■ 依頼 A ■
映画「来る」の紹介文をもとに、次の問いに答えてください。
(i) この映画の監督は誰ですか。
(ii) 妻の香奈を演じているのは誰ですか。
(iii) 秀樹は知紗の成長記録をどこに掲載していましたか。
■ 依頼 B ■
映画「来る」の紹介文のうち、「12月の1本目に紹介する映画」から「画作りの巧みさを感じました。」までを一字一句変えずに再現してください。

■ 提供テキスト ■
——
12月の1本目に紹介する映画は中島哲也監督のホラー作品の「来る」です。サラリーマンの田原秀樹(妻夫木聡)と妻の香奈(黒木華)は、熱々の新婚生活を送っていました。結婚式場の親戚友だちの歓声と賑やかで晴れやかなシーンは、2人の親密で幸福な新婚生活を約束するようでした。が、・・・秀樹の田舎の婆さんの葬式のシーンはその真逆なオドロオドロシイ恐怖の予兆の様なシーンで、対比的でした‐ネ。ホラーの始まりの導入部なのかな・・・。赤ん坊の出産後に、嬰児・知紗の成長を喜び、成長記録をブログに細かく掲載して、会社の同僚にも幸福な家庭を自慢にしていた。秀樹のいかにも円満で子煩悩な家庭的姿は、日本の何処にでもある標準的な風景です。いかにもバラ色で幸福な平成の家庭に、夫がノボセるように演出している姿は、ある意味で私には怖い現代日本の家庭の不協和音のように見えました。この辺りは監督の映画作りの巧みさを感じました。
——
■ 提供資料 ■
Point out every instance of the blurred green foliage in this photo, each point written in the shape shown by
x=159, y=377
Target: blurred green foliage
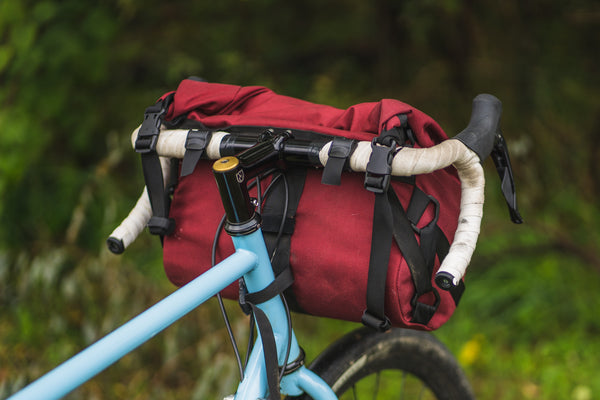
x=76, y=77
——
■ 解答 A ■
(i) 中島哲也
(ii) 黒木華
(iii) ブログ

■ 解答 B ■
12月の1本目に紹介する映画は中島哲也監督のホラー作品の「来る」です。サラリーマンの田原秀樹(妻夫木聡)と妻の香奈(黒木華)は、熱々の新婚生活を送っていました。結婚式場の親戚友だちの歓声と賑やかで晴れやかなシーンは、2人の親密で幸福な新婚生活を約束するようでした。が、・・・秀樹の田舎の婆さんの葬式のシーンはその真逆なオドロオドロシイ恐怖の予兆の様なシーンで、対比的でした‐ネ。ホラーの始まりの導入部なのかな・・・。赤ん坊の出産後に、嬰児・知紗の成長を喜び、成長記録をブログに細かく掲載して、会社の同僚にも幸福な家庭を自慢にしていた。秀樹のいかにも円満で子煩悩な家庭的姿は、日本の何処にでもある標準的な風景です。いかにもバラ色で幸福な平成の家庭に、夫がノボセるように演出している姿は、ある意味で私には怖い現代日本の家庭の不協和音のように見えました。この辺りは監督の映画作りの巧みさを感じました。